• Given problem: Copy the entries below word for word, starting at the line that contains "Trace the outline of every instance of the church" and ending at the line that contains "150], [110, 150]]", with both of those lines included. Give only those lines.

• Extracted data:
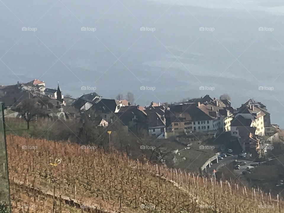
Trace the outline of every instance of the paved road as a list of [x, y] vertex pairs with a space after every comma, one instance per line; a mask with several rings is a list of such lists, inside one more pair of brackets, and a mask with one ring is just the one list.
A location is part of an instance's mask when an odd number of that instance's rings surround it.
[[207, 170], [208, 173], [212, 173], [213, 170], [215, 170], [217, 171], [218, 170], [220, 169], [220, 168], [222, 167], [225, 166], [231, 162], [234, 161], [236, 159], [237, 159], [238, 155], [236, 155], [231, 156], [228, 156], [224, 158], [223, 160], [218, 160], [218, 163], [213, 163], [212, 165], [211, 165], [210, 168], [207, 168]]

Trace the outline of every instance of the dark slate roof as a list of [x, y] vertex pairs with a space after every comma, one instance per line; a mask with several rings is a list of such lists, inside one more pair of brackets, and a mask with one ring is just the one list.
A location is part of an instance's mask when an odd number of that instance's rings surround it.
[[50, 89], [49, 88], [46, 88], [44, 90], [44, 92], [48, 93], [55, 93], [57, 91], [56, 89]]
[[[30, 97], [33, 96], [30, 92]], [[22, 89], [18, 85], [0, 86], [0, 101], [3, 102], [6, 106], [15, 106], [28, 98], [28, 91]]]
[[148, 126], [149, 128], [155, 127], [165, 126], [166, 120], [164, 116], [161, 116], [154, 111], [147, 114]]
[[92, 102], [96, 96], [99, 96], [99, 95], [95, 92], [87, 94], [84, 94], [81, 96], [79, 99], [81, 99], [89, 101]]
[[245, 118], [241, 115], [239, 115], [232, 120], [231, 126], [249, 127], [251, 124], [251, 119]]
[[93, 105], [96, 110], [101, 110], [103, 113], [114, 112], [116, 108], [116, 103], [114, 99], [101, 99]]

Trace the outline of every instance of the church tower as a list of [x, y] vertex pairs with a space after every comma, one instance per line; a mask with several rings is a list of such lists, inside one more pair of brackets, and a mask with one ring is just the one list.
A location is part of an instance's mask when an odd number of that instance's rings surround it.
[[57, 96], [56, 98], [57, 100], [62, 101], [62, 99], [61, 98], [61, 91], [60, 91], [60, 88], [59, 88], [59, 82], [58, 82], [58, 86], [57, 87], [57, 91], [56, 91], [56, 95]]

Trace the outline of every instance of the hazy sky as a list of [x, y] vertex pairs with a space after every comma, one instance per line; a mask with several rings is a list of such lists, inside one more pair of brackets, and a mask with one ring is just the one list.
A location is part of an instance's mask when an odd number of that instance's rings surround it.
[[280, 0], [1, 0], [0, 85], [59, 81], [142, 105], [227, 93], [283, 126], [283, 13]]

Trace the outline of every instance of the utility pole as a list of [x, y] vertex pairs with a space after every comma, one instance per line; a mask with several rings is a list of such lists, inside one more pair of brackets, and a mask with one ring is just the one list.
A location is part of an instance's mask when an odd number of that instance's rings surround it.
[[110, 133], [112, 133], [111, 131], [108, 131], [107, 133], [109, 134], [109, 150], [110, 150]]

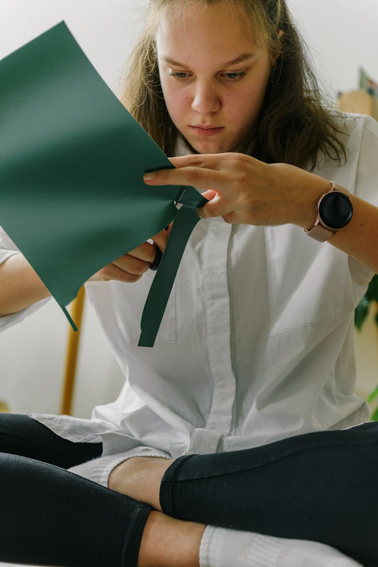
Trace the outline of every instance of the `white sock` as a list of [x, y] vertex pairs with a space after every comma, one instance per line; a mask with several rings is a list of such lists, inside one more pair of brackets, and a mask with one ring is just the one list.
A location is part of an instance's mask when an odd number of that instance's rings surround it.
[[357, 567], [329, 545], [208, 526], [199, 549], [201, 567]]
[[97, 457], [91, 460], [83, 463], [82, 464], [71, 467], [68, 470], [79, 476], [83, 476], [88, 480], [92, 480], [97, 484], [108, 488], [109, 477], [113, 470], [117, 465], [123, 461], [135, 456], [163, 457], [170, 459], [167, 453], [158, 451], [150, 447], [136, 447], [124, 453], [117, 453], [116, 455], [108, 455], [105, 457]]

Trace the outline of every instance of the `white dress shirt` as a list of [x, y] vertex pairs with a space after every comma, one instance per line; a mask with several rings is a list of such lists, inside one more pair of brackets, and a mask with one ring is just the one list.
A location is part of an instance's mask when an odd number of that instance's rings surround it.
[[[346, 120], [346, 164], [328, 160], [314, 173], [378, 206], [378, 124]], [[15, 249], [2, 232], [0, 261]], [[354, 311], [372, 276], [294, 225], [202, 219], [153, 348], [137, 342], [154, 273], [86, 284], [125, 374], [118, 399], [91, 420], [30, 415], [71, 441], [102, 441], [104, 455], [144, 446], [173, 458], [356, 425], [368, 411], [354, 393]], [[43, 303], [0, 323], [6, 328]]]

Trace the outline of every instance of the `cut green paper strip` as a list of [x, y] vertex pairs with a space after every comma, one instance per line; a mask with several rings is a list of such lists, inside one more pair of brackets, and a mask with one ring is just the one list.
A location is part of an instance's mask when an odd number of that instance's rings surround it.
[[[143, 183], [146, 171], [173, 166], [64, 22], [0, 61], [0, 225], [75, 329], [65, 306], [93, 274], [169, 224], [182, 188]], [[186, 193], [193, 212], [203, 198], [194, 188]], [[162, 316], [162, 286], [167, 273], [173, 284], [186, 243], [181, 234], [187, 240], [190, 232], [174, 231], [177, 249], [171, 234], [172, 252], [155, 275]], [[159, 324], [155, 310], [145, 307], [143, 328]], [[145, 346], [153, 345], [154, 332]]]

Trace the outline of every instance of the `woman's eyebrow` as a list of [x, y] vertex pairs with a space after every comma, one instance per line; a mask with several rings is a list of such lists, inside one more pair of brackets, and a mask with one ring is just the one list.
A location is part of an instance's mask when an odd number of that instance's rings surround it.
[[[241, 55], [239, 55], [238, 57], [235, 59], [232, 59], [231, 61], [226, 61], [226, 63], [222, 64], [220, 67], [229, 67], [231, 65], [236, 65], [238, 63], [241, 63], [243, 61], [247, 61], [248, 59], [250, 59], [254, 55], [254, 53], [243, 53]], [[176, 67], [181, 67], [181, 69], [189, 69], [186, 65], [185, 65], [183, 63], [179, 63], [178, 61], [175, 61], [171, 57], [163, 55], [162, 56], [161, 59], [163, 61], [165, 61], [166, 63], [169, 63], [171, 65], [175, 65]]]

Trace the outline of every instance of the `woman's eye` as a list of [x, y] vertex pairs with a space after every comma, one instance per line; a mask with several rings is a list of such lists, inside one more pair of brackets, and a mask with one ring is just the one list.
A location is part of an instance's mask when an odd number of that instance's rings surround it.
[[175, 77], [176, 79], [185, 79], [187, 73], [180, 73], [179, 71], [172, 71], [169, 73], [171, 77]]
[[227, 77], [227, 79], [231, 79], [233, 81], [234, 79], [240, 79], [242, 77], [245, 73], [243, 71], [240, 73], [225, 73], [224, 76]]

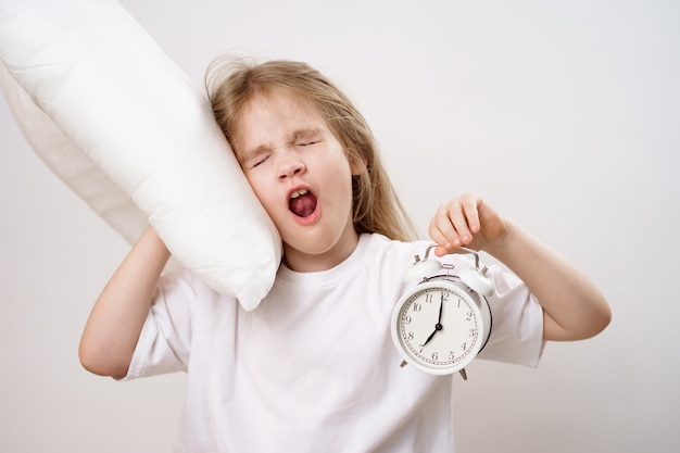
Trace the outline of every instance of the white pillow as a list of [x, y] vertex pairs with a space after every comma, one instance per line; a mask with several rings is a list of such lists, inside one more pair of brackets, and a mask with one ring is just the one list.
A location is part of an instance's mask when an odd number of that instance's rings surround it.
[[281, 256], [205, 95], [113, 0], [0, 5], [0, 83], [32, 148], [134, 242], [254, 309]]

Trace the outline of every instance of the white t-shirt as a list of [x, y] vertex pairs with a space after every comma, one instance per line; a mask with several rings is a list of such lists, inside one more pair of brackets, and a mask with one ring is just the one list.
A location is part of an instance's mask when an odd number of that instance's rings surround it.
[[[403, 273], [427, 244], [362, 235], [332, 269], [281, 265], [252, 312], [189, 273], [165, 277], [125, 379], [188, 373], [182, 452], [453, 452], [452, 377], [400, 367], [390, 336], [394, 304], [415, 285]], [[515, 276], [491, 273], [480, 357], [536, 366], [542, 309]]]

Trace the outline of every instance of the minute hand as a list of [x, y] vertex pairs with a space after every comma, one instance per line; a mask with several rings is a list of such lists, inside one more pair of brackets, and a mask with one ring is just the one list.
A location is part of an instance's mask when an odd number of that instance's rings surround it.
[[441, 325], [441, 312], [442, 312], [443, 306], [444, 306], [444, 301], [442, 298], [442, 301], [439, 303], [439, 317], [437, 318], [437, 324], [435, 325], [435, 331], [432, 331], [432, 334], [430, 334], [430, 336], [427, 337], [427, 340], [425, 340], [425, 343], [420, 344], [420, 348], [425, 348], [425, 345], [430, 342], [432, 337], [435, 337], [435, 334], [437, 334], [443, 328], [443, 326]]

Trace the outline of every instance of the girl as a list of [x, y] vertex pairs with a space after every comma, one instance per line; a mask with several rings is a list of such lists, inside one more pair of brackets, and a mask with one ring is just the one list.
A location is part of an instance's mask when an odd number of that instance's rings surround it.
[[[186, 372], [179, 451], [452, 452], [452, 377], [401, 368], [391, 342], [401, 275], [428, 242], [411, 241], [364, 118], [303, 63], [218, 60], [206, 80], [281, 235], [274, 287], [244, 312], [188, 272], [161, 277], [169, 252], [149, 228], [97, 300], [83, 365], [119, 379]], [[536, 366], [545, 340], [609, 322], [584, 276], [479, 197], [442, 204], [429, 234], [456, 267], [467, 259], [452, 252], [466, 246], [514, 273], [491, 270], [481, 357]]]

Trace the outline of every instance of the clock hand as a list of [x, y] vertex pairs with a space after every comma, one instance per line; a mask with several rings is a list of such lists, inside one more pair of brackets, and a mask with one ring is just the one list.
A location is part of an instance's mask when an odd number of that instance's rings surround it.
[[[435, 331], [432, 331], [432, 334], [430, 334], [430, 336], [427, 337], [427, 340], [425, 340], [425, 343], [420, 344], [420, 348], [425, 348], [425, 345], [430, 342], [432, 337], [435, 337], [435, 334], [437, 334], [438, 331], [444, 328], [444, 326], [441, 325], [441, 312], [444, 306], [443, 298], [444, 297], [442, 295], [442, 301], [439, 304], [439, 317], [437, 318], [437, 324], [435, 325]], [[423, 349], [420, 349], [420, 352], [423, 352]]]

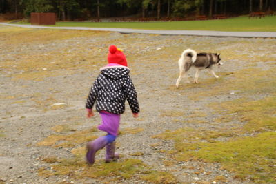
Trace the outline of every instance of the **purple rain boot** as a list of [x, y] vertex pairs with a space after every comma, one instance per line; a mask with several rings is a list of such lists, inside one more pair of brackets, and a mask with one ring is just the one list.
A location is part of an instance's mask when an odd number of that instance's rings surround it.
[[106, 163], [110, 163], [112, 161], [119, 159], [119, 154], [115, 153], [115, 142], [106, 145]]
[[90, 164], [93, 164], [95, 162], [95, 156], [96, 152], [104, 147], [108, 143], [105, 136], [101, 136], [97, 138], [93, 141], [90, 141], [87, 144], [87, 153], [86, 153], [86, 161]]

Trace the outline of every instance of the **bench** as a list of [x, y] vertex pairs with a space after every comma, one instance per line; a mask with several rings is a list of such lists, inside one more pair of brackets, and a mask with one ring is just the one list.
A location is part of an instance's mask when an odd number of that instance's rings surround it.
[[249, 19], [250, 17], [256, 17], [258, 18], [258, 17], [259, 17], [259, 19], [261, 19], [262, 17], [264, 17], [264, 16], [265, 16], [265, 13], [264, 12], [252, 12], [249, 14]]
[[199, 21], [207, 20], [207, 17], [205, 15], [197, 15], [195, 17], [195, 19]]
[[224, 14], [214, 14], [213, 17], [215, 19], [224, 19], [227, 18]]

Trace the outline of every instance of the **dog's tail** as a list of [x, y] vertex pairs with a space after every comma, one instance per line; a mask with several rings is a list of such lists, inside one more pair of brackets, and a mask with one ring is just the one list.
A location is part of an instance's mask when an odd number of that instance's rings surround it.
[[192, 57], [192, 61], [193, 63], [194, 63], [195, 61], [195, 60], [197, 59], [197, 52], [195, 52], [194, 50], [193, 49], [186, 49], [181, 54], [181, 57], [184, 59], [187, 58], [188, 57]]

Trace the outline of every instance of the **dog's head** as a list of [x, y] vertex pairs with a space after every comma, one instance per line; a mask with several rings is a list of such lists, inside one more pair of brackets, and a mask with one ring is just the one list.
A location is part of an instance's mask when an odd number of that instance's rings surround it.
[[215, 56], [215, 62], [217, 63], [219, 66], [222, 65], [224, 63], [221, 61], [220, 54], [215, 53], [213, 55]]

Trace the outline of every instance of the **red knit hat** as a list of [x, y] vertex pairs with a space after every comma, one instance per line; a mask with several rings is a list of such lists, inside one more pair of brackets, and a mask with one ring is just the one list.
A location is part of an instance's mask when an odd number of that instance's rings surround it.
[[119, 50], [115, 45], [109, 47], [108, 55], [108, 63], [115, 63], [121, 65], [128, 66], [128, 61], [122, 50]]

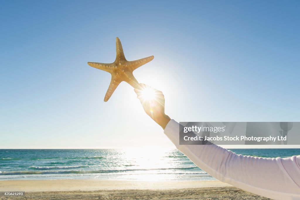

• Completed exercise:
Trace the outline of every instance of the church tower as a list of [x, y] vertex pairs with a space after every comma, one instance per line; a mask with several rings is a list of such lists, inside one more pair of brackets, and a mask with one ring is just the one list.
A location is part of an instance's mask when an odd number of that instance's rings surround it.
[[57, 96], [56, 98], [57, 100], [62, 101], [62, 99], [61, 98], [61, 91], [60, 91], [60, 88], [59, 88], [59, 82], [58, 82], [58, 86], [57, 87], [57, 91], [56, 91], [56, 95]]

Trace the outline of every instance of the hazy sky as a list of [x, y] vertex pairs with a space after every comma, one instance per line; a mask with several rings is a list of such lists, inside one more pair of brackets, and a mask with one ring is just the one list.
A location is part of an instance's mask when an odd number of that instance's rings surround it.
[[280, 0], [1, 0], [0, 85], [59, 81], [142, 105], [227, 93], [283, 126], [283, 13]]

Trace the outline of every instance of the utility pole as a list of [x, y] vertex pairs with a space after every comma, one instance per line; a mask with several rings is a list of such lists, inside one more pair of brackets, and a mask with one ring is just the one list.
A location is part of an instance's mask when an odd number of that instance's rings surround it.
[[110, 133], [112, 133], [111, 131], [108, 131], [107, 133], [109, 134], [109, 150], [110, 150]]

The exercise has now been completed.